Start of TEXT FOR ANALYSIS

Thursday, August 18, 2011

Day 11: Striking the Proper Tone

Let's say you're at your local bookstore browsing for something to read and you come across a book with this picture on it's cover:
With no title and no descriptions you already have a pretty good idea that the book is going to be dark, maybe a bit spooky, and definitely harkening back to Bronte gothicism.  You figured this all out from a picture how?  Because the picture displays tone - the feeling, tenor, or mood of a work.  As a writer you are without the use of visual media so you must paint the picture with words, helping your readers feel the tone by emphasizing the right images.

To help explain how tone can effect the way a reader "sees" you story I'm going to use an example from Laura Whitcomb's book Novel Shortcuts.  She's taken an excerpt from Good Omens by Neil Gaiman and Terry Pratchett and changed the tone to make it dark.  Here is her version:
 "Two figures lurked in the ruins that had once been a graveyard.  One figure was bent, heavy of trunk and limb.  The other thin with a menacing expression.  Fog curled between the headstones like the Angel of Death.  The two would wait patiently for him all night if they had to."
Pretty creepy-spooky, right?  Now here's the actual version:
"Two of them lurked in the ruined graveyard.  Two shadowy figures, one hunched and squat, the other lean and menacing, both of them Olympic-grade lurkers.  If Bruce Springsteen had ever recorded "Born to Lurk," these two would have been on the album cover.  They had been lurking in the fog for an hour now, but they had been pacing themselves and could lurk for the rest of the night if necessary, with still enough sullen menace left for a final burst of lurking around dawn." 
The exact same scenario but with two totally different feels to them.  In the first example Whitcomb describes a guy as being "heavy of trunk and limb."  Using the word "heavy" she adds weight to the narrative which, when combined with the words "trunk and limb" makes us see an imposing character who is thick and sturdy.  In Gaiman and Pratchett's story they describe the man as "hunched and squat," which lends a more comic, less imposing feel to the story.  That description alone wouldn't let us sense the comedic style of narration, but in conjunction with phrases like "Olympic-grade lurkers" and "Born to Lurk" we see that the authors have a dark, tongue in cheek writing style.

Before sitting down to write a scene try to imagine that you are watching that scene through a camera lens.  What images from the scene's background will assist in the creation of your tone?  What about mannerisms of your characters?  What can your camera focus on that will help the reader feel the tenor of your story?  Once you've decided on what to highlight in your narrative take a few moments to find descriptive words that will pack a punch - less long-flowing, more concise but meaningful.

MY DAY 11:  I took the day to finish my outline as far as possible, but I STILL can't decide how I want my story to end.  (Is that a bad thing?)  I was however, able to get a rough estimate of how many scenes I needed to write before the end of the challenge.  Divide that number by the number of days left and I had a pretty good understanding of how many scenes to write per day in order to finish the novel by day 30.

End of TEXT FOR ANALYSIS
Start of MATERIAL SUPPLIED

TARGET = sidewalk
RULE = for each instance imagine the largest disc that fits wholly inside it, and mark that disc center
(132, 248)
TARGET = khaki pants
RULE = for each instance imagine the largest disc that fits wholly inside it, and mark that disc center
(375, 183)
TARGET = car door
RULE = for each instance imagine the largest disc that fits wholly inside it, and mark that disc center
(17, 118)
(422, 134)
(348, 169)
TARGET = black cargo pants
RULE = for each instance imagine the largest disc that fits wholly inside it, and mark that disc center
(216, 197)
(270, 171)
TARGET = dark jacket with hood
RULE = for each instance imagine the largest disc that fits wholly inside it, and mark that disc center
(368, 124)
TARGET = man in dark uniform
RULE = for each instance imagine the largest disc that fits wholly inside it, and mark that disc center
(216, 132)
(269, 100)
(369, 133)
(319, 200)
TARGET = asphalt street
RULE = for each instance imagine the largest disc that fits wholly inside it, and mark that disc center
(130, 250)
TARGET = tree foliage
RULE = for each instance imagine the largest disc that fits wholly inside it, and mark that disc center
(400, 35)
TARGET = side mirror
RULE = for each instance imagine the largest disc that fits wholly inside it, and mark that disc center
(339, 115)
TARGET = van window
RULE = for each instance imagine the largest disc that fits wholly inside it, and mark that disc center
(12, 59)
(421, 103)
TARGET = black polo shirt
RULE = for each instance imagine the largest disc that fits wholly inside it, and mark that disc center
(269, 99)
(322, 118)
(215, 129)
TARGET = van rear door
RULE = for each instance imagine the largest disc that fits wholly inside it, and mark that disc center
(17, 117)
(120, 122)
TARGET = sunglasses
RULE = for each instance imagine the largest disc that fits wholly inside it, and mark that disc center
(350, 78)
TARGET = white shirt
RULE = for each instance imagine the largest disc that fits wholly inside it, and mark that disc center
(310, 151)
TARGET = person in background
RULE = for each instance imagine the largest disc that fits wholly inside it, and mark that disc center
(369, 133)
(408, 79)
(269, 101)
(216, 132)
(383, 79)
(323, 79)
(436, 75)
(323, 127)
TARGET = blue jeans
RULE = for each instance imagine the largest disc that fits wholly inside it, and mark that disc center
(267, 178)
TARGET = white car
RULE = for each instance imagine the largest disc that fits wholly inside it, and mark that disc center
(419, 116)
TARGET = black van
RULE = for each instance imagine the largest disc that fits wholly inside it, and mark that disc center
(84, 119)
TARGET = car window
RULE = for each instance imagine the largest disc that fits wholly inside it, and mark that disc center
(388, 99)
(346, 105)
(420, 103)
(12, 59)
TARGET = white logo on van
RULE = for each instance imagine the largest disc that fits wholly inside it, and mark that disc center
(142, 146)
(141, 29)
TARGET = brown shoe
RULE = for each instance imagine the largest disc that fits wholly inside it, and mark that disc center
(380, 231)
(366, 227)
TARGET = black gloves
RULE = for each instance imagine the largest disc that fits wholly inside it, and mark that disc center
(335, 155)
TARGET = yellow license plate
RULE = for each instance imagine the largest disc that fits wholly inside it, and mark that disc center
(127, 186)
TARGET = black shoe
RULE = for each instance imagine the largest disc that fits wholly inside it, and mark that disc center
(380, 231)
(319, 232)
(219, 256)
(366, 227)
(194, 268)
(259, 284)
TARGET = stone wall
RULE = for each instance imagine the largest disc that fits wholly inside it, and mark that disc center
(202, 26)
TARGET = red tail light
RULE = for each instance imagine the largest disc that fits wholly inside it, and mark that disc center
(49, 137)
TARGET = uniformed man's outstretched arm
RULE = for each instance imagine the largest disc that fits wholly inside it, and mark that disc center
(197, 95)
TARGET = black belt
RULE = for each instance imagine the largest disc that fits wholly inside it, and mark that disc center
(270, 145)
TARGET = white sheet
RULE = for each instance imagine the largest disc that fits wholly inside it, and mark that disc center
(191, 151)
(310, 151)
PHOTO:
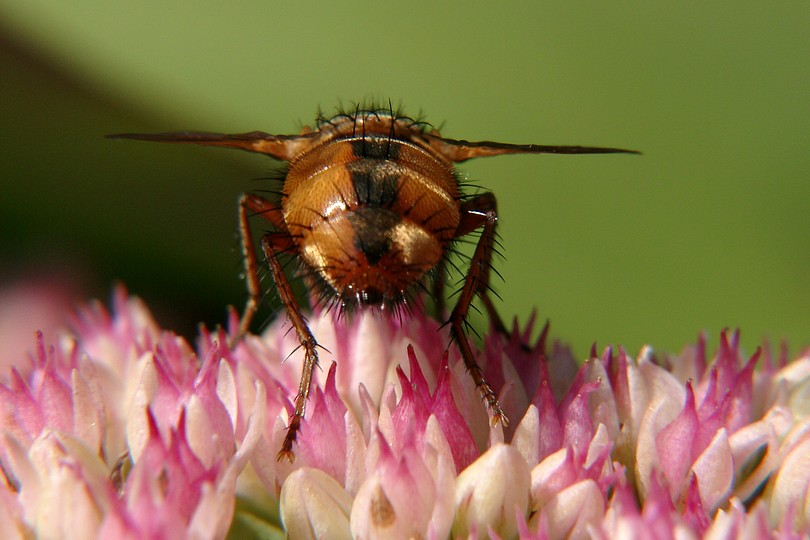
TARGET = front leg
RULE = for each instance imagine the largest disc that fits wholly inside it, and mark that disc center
(270, 247)
(274, 243)
(253, 205)
(477, 212)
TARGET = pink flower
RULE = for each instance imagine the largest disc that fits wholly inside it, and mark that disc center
(140, 435)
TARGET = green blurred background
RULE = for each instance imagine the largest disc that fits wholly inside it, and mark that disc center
(708, 229)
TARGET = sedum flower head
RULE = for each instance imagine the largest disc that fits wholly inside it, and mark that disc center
(122, 430)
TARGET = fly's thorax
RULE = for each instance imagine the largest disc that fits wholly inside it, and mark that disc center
(371, 214)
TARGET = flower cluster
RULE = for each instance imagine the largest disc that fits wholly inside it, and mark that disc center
(122, 430)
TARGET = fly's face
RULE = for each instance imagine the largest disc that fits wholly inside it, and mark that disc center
(371, 209)
(370, 205)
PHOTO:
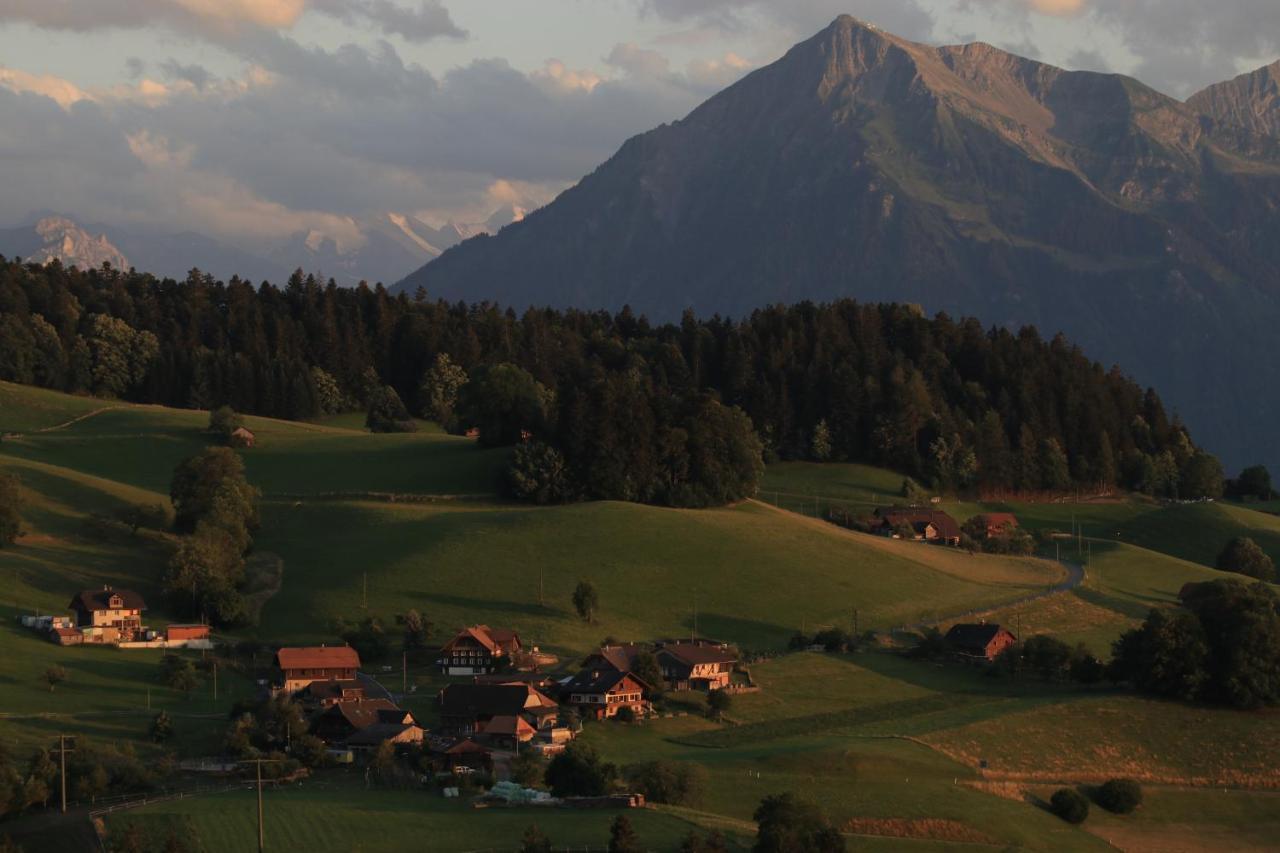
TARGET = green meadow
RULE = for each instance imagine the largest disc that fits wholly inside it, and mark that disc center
(379, 524)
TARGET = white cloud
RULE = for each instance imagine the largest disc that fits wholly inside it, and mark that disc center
(60, 91)
(223, 19)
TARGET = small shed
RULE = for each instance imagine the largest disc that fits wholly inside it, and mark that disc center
(186, 632)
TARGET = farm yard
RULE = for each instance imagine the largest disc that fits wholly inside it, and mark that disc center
(901, 755)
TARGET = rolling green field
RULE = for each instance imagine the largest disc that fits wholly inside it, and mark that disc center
(874, 738)
(343, 815)
(1191, 532)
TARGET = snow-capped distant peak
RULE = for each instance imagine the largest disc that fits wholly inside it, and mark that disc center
(402, 223)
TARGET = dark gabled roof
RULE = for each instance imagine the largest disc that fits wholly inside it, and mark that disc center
(618, 657)
(91, 600)
(332, 689)
(489, 699)
(599, 680)
(378, 733)
(973, 637)
(366, 712)
(941, 521)
(695, 653)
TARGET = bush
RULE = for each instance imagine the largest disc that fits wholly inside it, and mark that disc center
(1120, 796)
(1069, 804)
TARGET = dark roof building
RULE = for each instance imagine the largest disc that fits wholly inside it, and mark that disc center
(981, 641)
(600, 692)
(465, 708)
(929, 525)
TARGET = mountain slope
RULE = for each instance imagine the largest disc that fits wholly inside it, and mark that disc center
(1249, 101)
(963, 178)
(60, 238)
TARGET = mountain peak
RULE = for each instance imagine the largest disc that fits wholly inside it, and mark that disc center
(1248, 103)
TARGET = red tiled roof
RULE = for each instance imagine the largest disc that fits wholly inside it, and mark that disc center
(695, 653)
(318, 657)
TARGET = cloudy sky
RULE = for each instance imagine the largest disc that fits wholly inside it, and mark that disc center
(255, 119)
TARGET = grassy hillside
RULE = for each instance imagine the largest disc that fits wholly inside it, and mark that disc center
(757, 575)
(346, 816)
(1193, 532)
(877, 739)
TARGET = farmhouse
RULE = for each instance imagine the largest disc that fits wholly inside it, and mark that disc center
(997, 524)
(478, 649)
(467, 708)
(302, 665)
(458, 755)
(365, 723)
(108, 615)
(696, 666)
(602, 692)
(926, 525)
(332, 692)
(979, 641)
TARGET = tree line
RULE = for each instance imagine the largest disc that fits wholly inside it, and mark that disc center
(668, 414)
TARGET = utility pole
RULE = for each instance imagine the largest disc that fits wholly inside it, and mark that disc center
(259, 762)
(62, 753)
(261, 842)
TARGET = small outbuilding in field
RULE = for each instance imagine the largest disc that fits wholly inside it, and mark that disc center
(979, 641)
(995, 524)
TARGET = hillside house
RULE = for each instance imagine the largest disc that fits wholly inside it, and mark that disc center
(997, 524)
(467, 708)
(978, 642)
(479, 649)
(458, 755)
(696, 666)
(365, 723)
(108, 615)
(332, 692)
(182, 633)
(242, 437)
(302, 665)
(600, 692)
(926, 525)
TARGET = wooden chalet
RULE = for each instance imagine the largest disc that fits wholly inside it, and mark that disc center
(302, 665)
(332, 692)
(978, 642)
(600, 692)
(927, 525)
(478, 649)
(365, 723)
(696, 666)
(458, 755)
(108, 615)
(467, 708)
(997, 524)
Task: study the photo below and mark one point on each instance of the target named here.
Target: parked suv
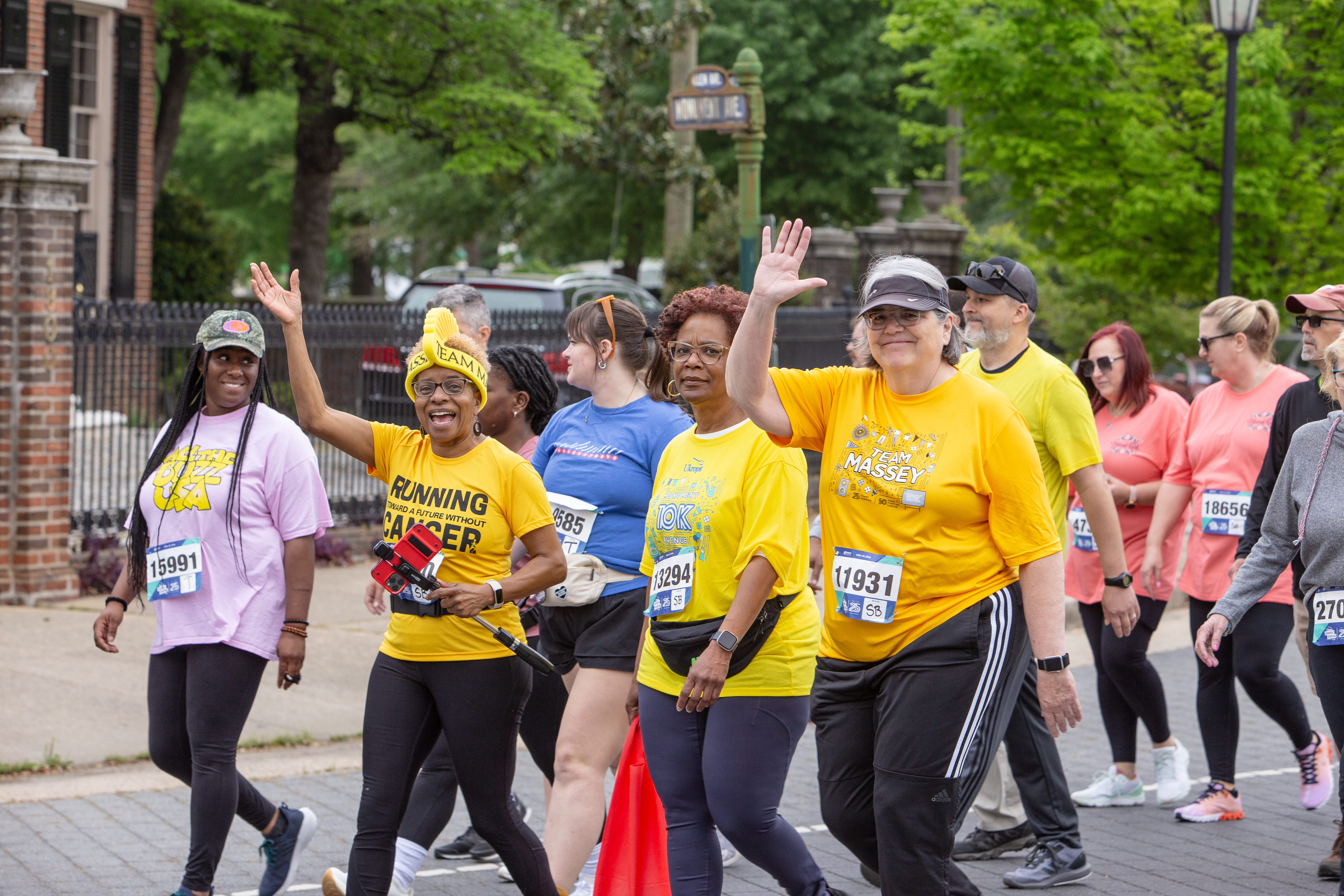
(529, 292)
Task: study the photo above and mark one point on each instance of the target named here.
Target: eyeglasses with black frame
(1205, 340)
(1091, 364)
(1315, 320)
(881, 319)
(427, 389)
(709, 352)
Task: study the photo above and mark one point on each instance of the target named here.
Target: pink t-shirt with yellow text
(1226, 438)
(1136, 449)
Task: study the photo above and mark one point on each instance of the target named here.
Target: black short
(603, 635)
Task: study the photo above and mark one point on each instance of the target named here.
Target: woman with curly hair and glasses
(732, 628)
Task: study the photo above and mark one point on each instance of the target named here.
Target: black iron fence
(130, 362)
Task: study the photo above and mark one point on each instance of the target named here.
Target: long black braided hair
(529, 373)
(191, 402)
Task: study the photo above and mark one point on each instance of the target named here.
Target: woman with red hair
(1140, 426)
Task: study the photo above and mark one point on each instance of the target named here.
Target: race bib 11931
(1329, 617)
(866, 585)
(1225, 512)
(174, 569)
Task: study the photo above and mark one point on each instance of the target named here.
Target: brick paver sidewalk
(135, 844)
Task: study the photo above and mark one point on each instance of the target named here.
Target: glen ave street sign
(710, 101)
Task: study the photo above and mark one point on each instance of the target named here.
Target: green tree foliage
(832, 113)
(194, 253)
(1107, 119)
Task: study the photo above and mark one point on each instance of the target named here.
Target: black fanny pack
(682, 643)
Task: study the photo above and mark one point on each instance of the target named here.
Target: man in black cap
(1000, 307)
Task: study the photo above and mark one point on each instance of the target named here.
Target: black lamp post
(1232, 18)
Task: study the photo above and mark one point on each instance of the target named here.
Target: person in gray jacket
(1304, 516)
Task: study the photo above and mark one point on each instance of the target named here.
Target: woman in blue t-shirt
(597, 460)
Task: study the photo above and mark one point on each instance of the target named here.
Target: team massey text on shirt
(447, 519)
(878, 455)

End of MATERIAL SUPPLIED

(EXERCISES)
1) From the post on tone, extract the passage starting with "Day 11: Striking" and going on through "the right images.".
2) Do these statements agree with the post on tone? (a) Whitcomb's dark version was made by changing an excerpt from Good Omens. (b) Gaiman and Pratchett describe one of the figures as "heavy of trunk and limb." (c) The writer has settled on an ending for the story.

(TASK-BY-TASK ANSWERS)
1)
Day 11: Striking the Proper Tone

Let's say you're at your local bookstore browsing for something to read and you come across a book with this picture on it's cover:
With no title and no descriptions you already have a pretty good idea that the book is going to be dark, maybe a bit spooky, and definitely harkening back to Bronte gothicism.  You figured this all out from a picture how?  Because the picture displays tone - the feeling, tenor, or mood of a work.  As a writer you are without the use of visual media so you must paint the picture with words, helping your readers feel the tone by emphasizing the right images.

2)
(a) Yes: "She's taken an excerpt from Good Omens by Neil Gaiman and Terry Pratchett and changed the tone to make it dark."
(b) No: "In Gaiman and Pratchett's story they describe the man as "hunched and squat,""
(c) No: "I STILL can't decide how I want my story to end."